Scan the listing below for the string "throw" and copy each line where it turns up.

[Data Boundary: Start]

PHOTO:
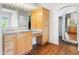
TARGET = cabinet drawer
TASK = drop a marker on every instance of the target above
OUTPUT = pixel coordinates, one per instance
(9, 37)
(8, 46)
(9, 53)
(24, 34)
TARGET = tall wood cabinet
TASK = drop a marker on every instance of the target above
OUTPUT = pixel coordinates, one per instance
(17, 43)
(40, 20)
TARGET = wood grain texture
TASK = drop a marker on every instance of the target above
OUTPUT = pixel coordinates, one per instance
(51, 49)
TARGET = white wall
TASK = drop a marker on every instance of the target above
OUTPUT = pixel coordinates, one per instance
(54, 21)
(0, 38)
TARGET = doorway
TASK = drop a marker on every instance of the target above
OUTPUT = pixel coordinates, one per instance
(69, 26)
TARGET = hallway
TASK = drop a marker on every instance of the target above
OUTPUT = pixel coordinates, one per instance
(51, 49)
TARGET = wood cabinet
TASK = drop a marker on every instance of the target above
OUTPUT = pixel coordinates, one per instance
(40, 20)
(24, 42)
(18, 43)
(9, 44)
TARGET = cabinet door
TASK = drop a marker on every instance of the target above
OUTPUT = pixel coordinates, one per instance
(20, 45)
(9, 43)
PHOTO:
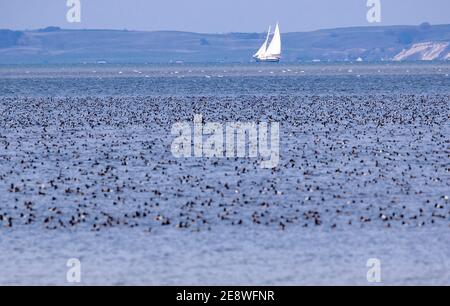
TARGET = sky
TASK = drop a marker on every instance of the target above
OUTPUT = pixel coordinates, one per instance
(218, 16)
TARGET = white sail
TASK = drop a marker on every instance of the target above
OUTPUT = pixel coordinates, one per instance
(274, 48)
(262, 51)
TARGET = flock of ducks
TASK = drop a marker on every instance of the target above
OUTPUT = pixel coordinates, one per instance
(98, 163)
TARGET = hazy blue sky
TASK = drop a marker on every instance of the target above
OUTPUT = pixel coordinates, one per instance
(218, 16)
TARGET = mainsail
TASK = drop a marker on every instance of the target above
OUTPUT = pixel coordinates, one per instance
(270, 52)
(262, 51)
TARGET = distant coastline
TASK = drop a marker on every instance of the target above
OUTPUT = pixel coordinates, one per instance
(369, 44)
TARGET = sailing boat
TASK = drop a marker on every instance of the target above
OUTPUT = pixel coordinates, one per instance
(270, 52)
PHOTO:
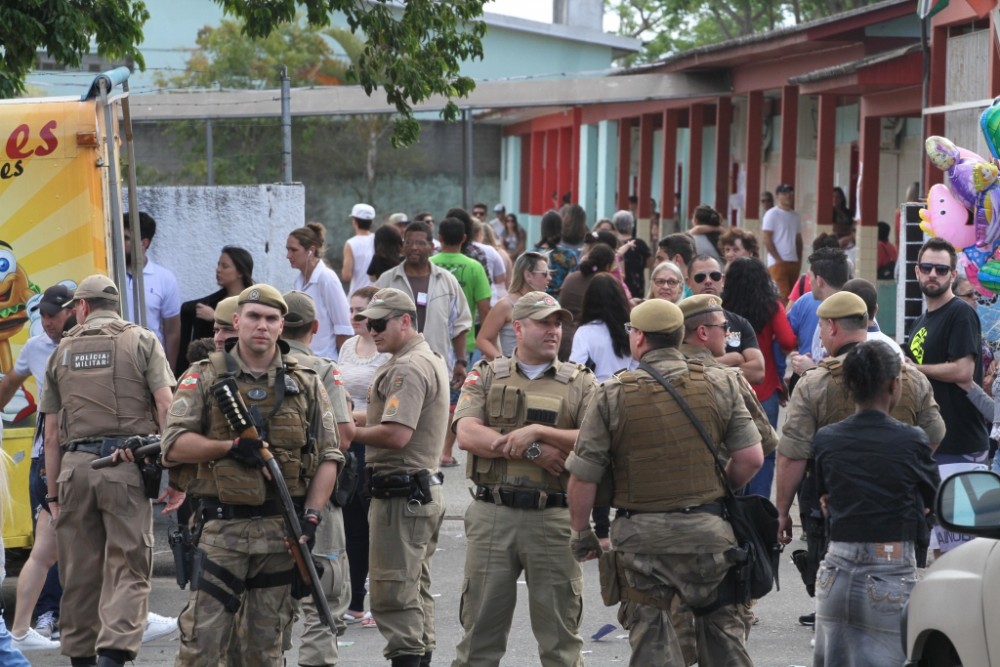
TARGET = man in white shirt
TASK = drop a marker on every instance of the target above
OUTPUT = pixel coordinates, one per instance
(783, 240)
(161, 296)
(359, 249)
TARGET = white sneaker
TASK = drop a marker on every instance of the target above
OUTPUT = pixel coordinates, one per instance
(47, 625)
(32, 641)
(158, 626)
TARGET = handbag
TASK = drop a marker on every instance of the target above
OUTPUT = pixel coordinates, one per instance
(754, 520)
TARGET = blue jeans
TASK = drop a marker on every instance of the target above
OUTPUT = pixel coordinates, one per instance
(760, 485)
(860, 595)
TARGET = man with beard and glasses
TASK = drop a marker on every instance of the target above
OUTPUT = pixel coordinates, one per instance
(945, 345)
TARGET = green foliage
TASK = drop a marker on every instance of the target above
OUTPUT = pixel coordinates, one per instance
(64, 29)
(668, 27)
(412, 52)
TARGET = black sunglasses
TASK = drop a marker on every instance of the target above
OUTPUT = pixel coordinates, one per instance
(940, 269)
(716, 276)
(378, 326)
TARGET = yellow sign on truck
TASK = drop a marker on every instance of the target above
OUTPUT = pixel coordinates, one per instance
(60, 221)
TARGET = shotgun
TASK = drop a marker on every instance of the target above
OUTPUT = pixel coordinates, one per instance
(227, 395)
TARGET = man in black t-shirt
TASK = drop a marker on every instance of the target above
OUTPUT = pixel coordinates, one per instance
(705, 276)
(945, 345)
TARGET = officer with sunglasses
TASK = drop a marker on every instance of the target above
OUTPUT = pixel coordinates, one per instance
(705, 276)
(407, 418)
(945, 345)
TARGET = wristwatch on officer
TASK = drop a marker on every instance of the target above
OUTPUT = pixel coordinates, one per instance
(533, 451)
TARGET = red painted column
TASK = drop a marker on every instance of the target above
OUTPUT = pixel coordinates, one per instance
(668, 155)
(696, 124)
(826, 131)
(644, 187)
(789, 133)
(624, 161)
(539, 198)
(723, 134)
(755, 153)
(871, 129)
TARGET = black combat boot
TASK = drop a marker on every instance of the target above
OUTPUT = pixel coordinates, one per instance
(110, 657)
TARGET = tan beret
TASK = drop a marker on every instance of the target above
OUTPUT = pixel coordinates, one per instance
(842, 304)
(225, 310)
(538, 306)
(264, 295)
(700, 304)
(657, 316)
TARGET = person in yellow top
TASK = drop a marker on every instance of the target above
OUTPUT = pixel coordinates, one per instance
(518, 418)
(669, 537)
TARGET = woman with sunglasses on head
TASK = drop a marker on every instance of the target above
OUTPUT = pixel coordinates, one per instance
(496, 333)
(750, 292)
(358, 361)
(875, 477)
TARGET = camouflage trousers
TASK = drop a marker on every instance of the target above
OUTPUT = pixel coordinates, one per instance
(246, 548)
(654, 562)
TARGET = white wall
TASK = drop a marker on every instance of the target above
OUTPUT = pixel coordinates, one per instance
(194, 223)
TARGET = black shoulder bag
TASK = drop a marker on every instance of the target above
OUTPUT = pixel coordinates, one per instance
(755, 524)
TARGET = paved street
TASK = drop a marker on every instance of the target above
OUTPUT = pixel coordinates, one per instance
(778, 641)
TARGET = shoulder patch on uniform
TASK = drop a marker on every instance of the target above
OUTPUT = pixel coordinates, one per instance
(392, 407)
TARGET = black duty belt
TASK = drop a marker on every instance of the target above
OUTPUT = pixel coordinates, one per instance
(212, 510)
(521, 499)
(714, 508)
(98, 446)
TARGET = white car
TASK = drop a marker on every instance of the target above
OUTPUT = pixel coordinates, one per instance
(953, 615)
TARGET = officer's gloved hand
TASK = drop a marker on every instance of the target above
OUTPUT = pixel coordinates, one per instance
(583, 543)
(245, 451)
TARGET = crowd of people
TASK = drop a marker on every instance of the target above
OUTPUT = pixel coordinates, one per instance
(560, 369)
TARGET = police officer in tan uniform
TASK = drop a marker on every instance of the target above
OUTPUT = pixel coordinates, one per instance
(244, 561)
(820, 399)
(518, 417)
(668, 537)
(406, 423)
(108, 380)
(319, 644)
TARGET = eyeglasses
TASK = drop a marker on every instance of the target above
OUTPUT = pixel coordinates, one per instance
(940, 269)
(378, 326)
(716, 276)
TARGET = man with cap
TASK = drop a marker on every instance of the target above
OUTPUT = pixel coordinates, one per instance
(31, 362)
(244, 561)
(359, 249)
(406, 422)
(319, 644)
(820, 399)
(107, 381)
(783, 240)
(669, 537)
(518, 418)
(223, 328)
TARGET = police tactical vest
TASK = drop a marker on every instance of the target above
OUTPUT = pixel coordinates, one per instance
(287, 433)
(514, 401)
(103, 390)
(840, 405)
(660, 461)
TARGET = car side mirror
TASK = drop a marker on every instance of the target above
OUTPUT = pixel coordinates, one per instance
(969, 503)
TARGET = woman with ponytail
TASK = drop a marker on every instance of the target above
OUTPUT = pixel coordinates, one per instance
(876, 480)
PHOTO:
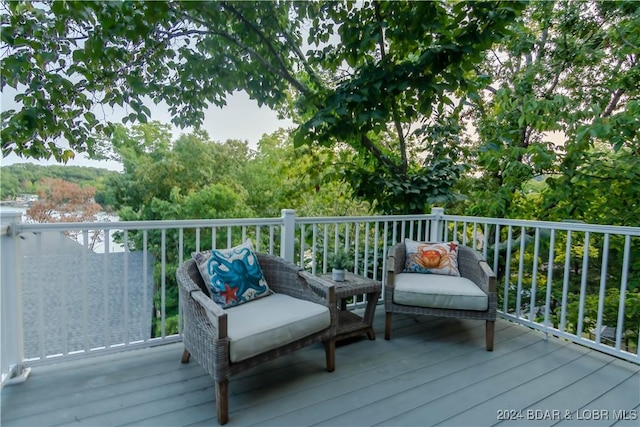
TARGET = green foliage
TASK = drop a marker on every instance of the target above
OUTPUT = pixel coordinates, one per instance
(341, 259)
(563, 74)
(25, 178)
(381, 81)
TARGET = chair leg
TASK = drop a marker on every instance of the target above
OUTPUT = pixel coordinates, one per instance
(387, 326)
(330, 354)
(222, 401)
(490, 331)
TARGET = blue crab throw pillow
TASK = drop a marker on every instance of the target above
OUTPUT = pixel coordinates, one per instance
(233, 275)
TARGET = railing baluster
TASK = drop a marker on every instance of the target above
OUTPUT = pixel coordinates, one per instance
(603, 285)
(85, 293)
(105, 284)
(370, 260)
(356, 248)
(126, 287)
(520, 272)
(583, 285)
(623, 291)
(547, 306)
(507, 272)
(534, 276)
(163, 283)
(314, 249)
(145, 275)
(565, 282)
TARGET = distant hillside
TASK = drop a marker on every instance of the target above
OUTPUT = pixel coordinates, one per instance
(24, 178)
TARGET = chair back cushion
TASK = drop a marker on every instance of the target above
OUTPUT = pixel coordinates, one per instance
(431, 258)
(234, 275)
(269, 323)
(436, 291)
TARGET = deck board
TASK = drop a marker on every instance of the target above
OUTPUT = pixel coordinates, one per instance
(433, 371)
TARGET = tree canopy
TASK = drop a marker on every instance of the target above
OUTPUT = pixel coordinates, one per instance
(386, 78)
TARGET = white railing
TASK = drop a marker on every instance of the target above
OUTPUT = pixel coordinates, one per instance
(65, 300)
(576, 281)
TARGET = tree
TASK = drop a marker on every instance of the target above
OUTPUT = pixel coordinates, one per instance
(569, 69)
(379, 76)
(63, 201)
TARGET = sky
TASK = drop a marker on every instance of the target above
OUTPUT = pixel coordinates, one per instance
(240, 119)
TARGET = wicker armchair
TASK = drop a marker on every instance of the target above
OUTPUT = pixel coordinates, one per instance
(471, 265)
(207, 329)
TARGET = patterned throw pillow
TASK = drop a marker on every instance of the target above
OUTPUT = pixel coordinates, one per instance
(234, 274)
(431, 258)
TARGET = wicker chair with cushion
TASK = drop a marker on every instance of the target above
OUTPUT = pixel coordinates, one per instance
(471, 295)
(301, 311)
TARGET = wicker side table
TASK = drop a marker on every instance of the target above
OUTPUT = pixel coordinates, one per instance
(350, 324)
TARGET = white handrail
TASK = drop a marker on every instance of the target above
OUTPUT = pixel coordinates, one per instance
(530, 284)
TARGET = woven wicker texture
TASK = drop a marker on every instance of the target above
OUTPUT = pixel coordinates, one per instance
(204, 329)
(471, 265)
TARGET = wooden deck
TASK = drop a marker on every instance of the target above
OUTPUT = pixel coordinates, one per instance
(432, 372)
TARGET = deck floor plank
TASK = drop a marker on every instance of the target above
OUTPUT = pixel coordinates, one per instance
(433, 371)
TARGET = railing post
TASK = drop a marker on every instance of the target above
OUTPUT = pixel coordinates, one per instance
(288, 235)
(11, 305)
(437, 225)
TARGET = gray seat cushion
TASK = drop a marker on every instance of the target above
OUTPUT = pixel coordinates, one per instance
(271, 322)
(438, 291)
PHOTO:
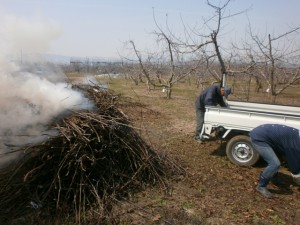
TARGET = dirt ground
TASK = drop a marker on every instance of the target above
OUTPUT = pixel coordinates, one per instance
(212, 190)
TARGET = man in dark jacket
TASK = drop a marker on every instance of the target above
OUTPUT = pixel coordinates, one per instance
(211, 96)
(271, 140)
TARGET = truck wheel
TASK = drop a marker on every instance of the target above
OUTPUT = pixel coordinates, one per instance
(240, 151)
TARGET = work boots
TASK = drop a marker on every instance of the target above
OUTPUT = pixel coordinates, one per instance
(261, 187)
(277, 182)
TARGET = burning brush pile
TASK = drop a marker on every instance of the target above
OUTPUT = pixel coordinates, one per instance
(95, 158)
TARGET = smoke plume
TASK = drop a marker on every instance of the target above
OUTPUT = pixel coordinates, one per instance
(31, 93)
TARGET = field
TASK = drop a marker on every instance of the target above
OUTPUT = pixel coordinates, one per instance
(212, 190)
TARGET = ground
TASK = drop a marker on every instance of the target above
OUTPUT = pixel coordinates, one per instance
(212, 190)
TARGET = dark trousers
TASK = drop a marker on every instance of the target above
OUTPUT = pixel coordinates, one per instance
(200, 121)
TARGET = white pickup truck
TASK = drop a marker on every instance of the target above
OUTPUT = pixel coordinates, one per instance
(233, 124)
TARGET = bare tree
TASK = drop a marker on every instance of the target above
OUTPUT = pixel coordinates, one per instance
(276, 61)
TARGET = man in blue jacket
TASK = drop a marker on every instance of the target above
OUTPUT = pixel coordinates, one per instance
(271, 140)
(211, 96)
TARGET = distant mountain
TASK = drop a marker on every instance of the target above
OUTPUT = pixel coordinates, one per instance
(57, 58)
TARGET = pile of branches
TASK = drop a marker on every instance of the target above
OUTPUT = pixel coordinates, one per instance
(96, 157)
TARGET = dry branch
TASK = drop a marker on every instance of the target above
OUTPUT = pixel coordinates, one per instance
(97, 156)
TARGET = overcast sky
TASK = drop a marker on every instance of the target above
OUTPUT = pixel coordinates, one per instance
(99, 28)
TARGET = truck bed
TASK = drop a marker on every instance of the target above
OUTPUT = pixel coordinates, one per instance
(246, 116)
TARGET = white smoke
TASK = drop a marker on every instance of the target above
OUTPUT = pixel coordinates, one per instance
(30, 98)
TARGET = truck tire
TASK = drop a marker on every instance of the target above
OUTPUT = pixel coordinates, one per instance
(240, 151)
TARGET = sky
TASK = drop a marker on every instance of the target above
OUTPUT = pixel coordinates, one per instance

[Data Boundary: End]

Exercise response>
TARGET = blue crab throw pillow
TARGET = patterned throw pillow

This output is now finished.